TASK SET:
1 > Reproduce the ceph patch discussion in full, word for word.
2 > Quote the part of the records that opens with the line containing "pixel 283 122." and closes with the line containing "pixel 69 23". Leave the pictures out.
======== TEXT PASSAGE ========
RE: [PATCH] ceph: fix slab-use-after-free in have_mon_and_osd_map()

Viacheslav Dubeyko <Slava.Dubeyko@xxxxxxx> · Wed, 19 Feb 2025 20:13:18 +0000

On Wed, 2025-02-19 at 14:44 +0200, Alex Markuze wrote:
> This fixes the TOCTOU problem of accessing the epoch field after map-free.
> I'd like to know if it's not leaving a correctness problem instead. Is
> the return value of  have_mon_and_osd_map still valid and relevant in
> this case, where it is being concurrently freed?
> 

Frankly speaking, I don't quite follow your point.

The handle_one_map() [1] can change the old map on new one:

	if (newmap != osdc->osdmap) {
                <skipped>
		ceph_osdmap_destroy(osdc->osdmap);
<--- Thread could sleep here --->
		osdc->osdmap = newmap;
	}

And have_mon_and_osd_map() [2] can try to access osdc->osdmap
in the middle of this change operation without using the lock,
because this osdmap change is executing under osdc.lock.

So, do you mean that it is impossible case? Or do you mean that
the suggested fix is not enough for fixing the issue? What is your
vision of the fix then? :)

The issue is not about complete stop but about of switching from
one osdmap to another one. And have_mon_and_osd_map() is used
in __ceph_open_session() [3] to join the ceph cluster, and open
root directory:

/*
 * mount: join the ceph cluster, and open root directory.
======== RECORDS SUPPLIED ========
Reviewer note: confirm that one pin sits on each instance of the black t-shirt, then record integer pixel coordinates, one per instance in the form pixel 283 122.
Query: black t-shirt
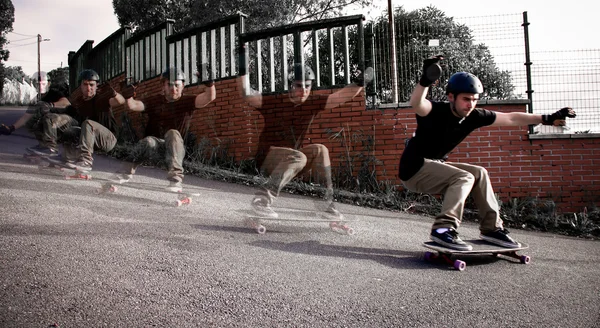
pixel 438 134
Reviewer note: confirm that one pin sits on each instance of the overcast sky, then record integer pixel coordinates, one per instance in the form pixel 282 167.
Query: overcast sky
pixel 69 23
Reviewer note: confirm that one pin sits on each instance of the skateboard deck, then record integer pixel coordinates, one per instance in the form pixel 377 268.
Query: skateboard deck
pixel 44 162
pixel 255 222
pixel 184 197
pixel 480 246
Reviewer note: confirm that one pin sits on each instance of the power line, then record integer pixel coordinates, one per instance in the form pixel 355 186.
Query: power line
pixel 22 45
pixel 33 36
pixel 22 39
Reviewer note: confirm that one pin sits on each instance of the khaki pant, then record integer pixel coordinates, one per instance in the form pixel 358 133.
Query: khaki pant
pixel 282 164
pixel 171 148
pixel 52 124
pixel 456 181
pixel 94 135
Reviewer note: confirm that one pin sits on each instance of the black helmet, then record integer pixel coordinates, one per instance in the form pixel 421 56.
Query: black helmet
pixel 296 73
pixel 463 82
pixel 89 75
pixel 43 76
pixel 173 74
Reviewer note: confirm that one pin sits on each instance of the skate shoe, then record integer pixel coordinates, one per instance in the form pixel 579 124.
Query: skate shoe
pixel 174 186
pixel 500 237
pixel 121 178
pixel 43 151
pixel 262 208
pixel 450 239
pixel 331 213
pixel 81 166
========
======== RECORDS SUPPLIED ========
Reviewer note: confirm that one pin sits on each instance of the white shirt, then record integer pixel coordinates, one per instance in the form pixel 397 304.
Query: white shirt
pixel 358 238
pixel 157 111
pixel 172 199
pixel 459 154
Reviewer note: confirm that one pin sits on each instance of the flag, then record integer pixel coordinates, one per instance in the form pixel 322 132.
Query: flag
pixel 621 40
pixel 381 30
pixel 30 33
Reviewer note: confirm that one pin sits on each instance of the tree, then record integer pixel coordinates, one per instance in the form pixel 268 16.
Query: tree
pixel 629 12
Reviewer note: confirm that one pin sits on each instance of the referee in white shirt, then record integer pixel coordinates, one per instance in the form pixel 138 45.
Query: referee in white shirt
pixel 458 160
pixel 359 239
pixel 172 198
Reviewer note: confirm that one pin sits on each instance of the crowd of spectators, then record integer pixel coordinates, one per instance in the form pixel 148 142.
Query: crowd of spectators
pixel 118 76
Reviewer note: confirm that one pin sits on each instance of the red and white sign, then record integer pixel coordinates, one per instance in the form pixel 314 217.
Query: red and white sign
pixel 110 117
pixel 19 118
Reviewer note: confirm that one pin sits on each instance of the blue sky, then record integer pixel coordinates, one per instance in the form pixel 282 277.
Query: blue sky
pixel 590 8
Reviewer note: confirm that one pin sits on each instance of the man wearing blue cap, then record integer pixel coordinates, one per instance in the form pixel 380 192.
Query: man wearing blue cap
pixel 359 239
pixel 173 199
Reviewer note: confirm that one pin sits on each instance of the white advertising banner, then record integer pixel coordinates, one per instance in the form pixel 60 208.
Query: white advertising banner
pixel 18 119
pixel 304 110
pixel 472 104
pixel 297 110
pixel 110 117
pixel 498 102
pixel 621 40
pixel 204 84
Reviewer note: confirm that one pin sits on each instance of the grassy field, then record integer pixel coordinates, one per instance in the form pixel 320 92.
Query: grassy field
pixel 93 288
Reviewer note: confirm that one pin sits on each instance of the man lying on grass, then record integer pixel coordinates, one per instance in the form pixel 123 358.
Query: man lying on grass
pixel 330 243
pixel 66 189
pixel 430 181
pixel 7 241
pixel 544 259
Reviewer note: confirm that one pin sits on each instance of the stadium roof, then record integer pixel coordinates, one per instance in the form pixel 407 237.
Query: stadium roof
========
======== RECORDS SUPPLIED ========
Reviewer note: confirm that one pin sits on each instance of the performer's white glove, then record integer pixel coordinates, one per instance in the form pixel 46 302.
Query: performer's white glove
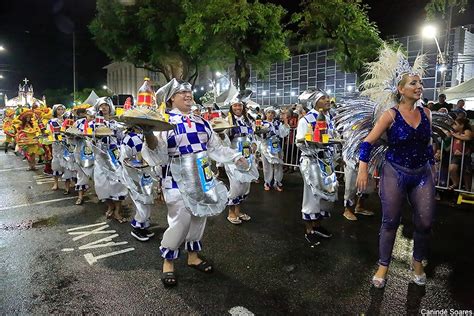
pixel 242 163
========
RESULTS:
1 >
RE: [PATCH] ceph: fix slab-use-after-free in have_mon_and_osd_map()

Viacheslav Dubeyko <Slava.Dubeyko@xxxxxxx> · Wed, 19 Feb 2025 20:13:18 +0000

On Wed, 2025-02-19 at 14:44 +0200, Alex Markuze wrote:
> This fixes the TOCTOU problem of accessing the epoch field after map-free.
> I'd like to know if it's not leaving a correctness problem instead. Is
> the return value of  have_mon_and_osd_map still valid and relevant in
> this case, where it is being concurrently freed?
> 

Frankly speaking, I don't quite follow your point.

The handle_one_map() [1] can change the old map on new one:

	if (newmap != osdc->osdmap) {
                <skipped>
		ceph_osdmap_destroy(osdc->osdmap);
<--- Thread could sleep here --->
		osdc->osdmap = newmap;
	}

And have_mon_and_osd_map() [2] can try to access osdc->osdmap
in the middle of this change operation without using the lock,
because this osdmap change is executing under osdc.lock.

So, do you mean that it is impossible case? Or do you mean that
the suggested fix is not enough for fixing the issue? What is your
vision of the fix then? :)

The issue is not about complete stop but about of switching from
one osdmap to another one. And have_mon_and_osd_map() is used
in __ceph_open_session() [3] to join the ceph cluster, and open
root directory:

/*
 * mount: join the ceph cluster, and open root directory.

2 >
Reviewer note: confirm that one pin sits on each instance of the black t-shirt, then record integer pixel coordinates, one per instance in the form pixel 283 122.
Query: black t-shirt
pixel 438 134
Reviewer note: confirm that one pin sits on each instance of the overcast sky, then record integer pixel coordinates, one per instance in the form pixel 282 167.
Query: overcast sky
pixel 69 23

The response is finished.